INFORMATION PROVIDED:
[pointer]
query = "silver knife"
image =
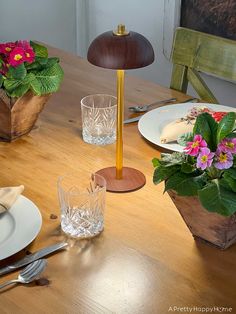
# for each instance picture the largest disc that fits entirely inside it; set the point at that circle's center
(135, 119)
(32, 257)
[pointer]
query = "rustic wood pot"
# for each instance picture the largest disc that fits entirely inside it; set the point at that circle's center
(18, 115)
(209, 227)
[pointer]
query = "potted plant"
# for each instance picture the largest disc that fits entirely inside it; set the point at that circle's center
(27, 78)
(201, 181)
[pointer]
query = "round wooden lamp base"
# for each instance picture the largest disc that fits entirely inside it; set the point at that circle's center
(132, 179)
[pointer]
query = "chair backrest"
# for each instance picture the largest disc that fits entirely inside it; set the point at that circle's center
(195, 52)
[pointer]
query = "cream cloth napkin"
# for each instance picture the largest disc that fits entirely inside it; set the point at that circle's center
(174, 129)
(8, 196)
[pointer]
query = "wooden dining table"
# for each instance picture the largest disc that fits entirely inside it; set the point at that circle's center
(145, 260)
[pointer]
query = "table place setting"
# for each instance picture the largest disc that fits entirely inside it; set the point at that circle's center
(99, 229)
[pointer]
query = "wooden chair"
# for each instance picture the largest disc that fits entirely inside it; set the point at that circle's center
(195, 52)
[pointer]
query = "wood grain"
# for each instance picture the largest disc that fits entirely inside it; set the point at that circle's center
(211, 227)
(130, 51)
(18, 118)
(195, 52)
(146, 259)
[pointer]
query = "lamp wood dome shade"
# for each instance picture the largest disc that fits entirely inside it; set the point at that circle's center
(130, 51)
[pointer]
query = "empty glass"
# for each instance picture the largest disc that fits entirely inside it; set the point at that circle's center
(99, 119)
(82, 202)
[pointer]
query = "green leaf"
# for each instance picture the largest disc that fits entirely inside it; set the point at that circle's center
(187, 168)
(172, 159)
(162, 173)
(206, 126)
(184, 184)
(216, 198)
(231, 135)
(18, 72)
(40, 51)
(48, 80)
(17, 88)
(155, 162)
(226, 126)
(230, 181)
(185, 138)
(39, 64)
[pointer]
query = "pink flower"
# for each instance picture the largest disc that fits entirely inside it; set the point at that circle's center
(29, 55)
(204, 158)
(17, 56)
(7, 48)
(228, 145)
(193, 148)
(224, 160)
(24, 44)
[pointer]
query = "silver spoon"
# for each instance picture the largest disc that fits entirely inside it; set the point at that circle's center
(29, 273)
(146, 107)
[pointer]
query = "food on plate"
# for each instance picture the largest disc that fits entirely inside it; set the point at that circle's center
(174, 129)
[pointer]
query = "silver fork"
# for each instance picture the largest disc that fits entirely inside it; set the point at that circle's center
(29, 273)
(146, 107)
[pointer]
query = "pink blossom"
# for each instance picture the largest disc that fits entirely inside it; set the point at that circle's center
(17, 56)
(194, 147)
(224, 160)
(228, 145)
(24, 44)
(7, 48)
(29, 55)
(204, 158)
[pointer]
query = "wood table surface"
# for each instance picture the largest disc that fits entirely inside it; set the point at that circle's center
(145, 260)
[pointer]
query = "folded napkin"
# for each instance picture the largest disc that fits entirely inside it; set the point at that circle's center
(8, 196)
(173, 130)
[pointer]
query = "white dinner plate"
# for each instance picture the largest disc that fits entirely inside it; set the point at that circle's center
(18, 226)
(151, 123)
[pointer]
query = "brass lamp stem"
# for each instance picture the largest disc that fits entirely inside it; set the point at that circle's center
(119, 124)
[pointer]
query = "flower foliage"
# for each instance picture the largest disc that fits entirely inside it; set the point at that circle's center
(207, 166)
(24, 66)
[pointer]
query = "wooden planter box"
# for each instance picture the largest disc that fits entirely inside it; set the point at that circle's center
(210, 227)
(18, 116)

--

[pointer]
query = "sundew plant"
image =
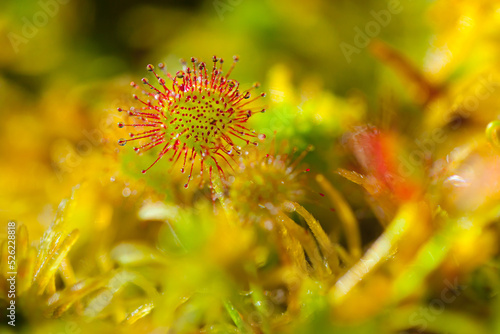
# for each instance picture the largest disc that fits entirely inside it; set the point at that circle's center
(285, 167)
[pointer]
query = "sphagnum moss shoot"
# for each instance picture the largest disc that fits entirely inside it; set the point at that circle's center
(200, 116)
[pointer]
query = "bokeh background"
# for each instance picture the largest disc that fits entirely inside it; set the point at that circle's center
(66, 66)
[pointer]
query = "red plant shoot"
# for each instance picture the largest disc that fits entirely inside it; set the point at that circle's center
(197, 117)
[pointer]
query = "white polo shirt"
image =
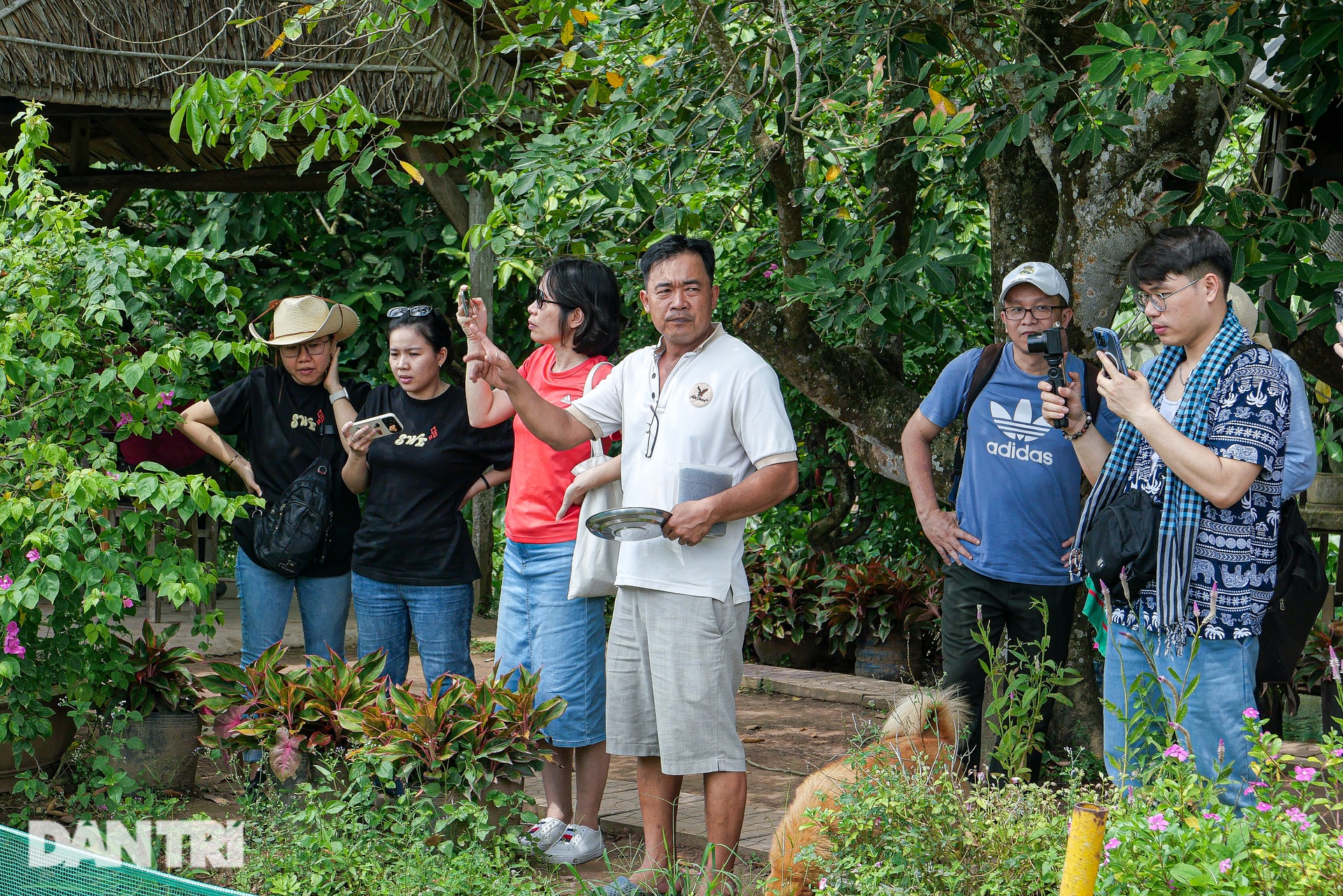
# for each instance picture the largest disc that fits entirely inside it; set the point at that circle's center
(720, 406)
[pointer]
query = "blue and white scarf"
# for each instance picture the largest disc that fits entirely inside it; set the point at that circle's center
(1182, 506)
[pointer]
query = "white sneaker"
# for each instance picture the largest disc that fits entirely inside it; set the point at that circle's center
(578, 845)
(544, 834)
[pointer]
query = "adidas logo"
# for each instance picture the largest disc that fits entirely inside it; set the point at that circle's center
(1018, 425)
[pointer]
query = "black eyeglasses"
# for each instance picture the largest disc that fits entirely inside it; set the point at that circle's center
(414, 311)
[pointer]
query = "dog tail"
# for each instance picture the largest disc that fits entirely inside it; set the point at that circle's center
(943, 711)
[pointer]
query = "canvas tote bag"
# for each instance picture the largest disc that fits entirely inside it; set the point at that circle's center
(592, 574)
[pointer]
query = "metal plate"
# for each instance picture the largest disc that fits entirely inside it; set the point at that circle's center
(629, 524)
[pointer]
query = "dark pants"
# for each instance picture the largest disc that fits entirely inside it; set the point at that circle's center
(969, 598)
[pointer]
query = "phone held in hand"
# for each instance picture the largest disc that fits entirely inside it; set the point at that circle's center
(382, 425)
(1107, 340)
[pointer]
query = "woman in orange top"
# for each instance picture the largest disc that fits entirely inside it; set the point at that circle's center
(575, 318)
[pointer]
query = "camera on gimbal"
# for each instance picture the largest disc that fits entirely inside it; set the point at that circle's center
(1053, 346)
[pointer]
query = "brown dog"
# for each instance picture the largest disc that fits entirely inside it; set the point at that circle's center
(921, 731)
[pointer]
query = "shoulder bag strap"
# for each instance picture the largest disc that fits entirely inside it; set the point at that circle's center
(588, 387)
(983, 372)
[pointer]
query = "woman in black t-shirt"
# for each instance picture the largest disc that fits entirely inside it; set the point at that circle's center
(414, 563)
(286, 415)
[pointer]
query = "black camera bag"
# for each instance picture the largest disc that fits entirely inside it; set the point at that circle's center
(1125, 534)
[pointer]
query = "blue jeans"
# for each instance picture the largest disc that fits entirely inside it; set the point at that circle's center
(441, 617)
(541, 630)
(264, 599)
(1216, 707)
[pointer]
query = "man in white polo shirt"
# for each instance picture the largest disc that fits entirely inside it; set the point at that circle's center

--

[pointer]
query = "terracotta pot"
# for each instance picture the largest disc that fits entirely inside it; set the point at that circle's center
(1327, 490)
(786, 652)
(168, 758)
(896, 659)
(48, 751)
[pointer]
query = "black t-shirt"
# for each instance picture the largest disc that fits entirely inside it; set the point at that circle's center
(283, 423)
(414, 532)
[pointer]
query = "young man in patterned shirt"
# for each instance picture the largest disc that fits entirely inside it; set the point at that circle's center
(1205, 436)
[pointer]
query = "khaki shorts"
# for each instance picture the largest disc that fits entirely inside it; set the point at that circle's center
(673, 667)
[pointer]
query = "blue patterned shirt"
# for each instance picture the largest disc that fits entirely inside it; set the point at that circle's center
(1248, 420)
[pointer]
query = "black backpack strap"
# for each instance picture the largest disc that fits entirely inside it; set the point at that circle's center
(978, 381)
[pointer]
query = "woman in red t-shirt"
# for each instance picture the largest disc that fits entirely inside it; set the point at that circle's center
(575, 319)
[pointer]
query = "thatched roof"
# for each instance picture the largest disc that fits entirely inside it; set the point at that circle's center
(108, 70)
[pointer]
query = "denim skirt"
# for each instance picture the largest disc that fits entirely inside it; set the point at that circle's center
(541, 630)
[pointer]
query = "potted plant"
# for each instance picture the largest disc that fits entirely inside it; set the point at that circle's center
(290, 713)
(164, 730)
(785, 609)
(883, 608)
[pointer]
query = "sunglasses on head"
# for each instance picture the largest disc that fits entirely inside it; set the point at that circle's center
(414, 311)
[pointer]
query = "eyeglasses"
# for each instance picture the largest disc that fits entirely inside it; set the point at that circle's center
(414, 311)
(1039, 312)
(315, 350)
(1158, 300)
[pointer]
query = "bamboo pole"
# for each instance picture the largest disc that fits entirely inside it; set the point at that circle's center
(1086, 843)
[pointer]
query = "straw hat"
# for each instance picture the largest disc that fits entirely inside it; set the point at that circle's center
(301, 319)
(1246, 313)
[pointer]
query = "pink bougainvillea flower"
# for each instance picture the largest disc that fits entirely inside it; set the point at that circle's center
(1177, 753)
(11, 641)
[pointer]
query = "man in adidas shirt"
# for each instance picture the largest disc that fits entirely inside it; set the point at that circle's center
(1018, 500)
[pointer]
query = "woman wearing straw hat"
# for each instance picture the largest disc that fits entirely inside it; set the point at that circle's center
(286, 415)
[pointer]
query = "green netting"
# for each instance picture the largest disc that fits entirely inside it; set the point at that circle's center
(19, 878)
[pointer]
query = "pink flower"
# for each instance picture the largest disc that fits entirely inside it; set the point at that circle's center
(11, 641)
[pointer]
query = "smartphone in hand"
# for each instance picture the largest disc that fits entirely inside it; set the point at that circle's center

INSTRUCTION: Return every line of the material above that contains the word "woman".

WRITTEN SOLUTION:
query = "woman in orange top"
query = "woman in black t-shirt"
query = "woman in red t-shirt"
query = "woman wearing straw hat"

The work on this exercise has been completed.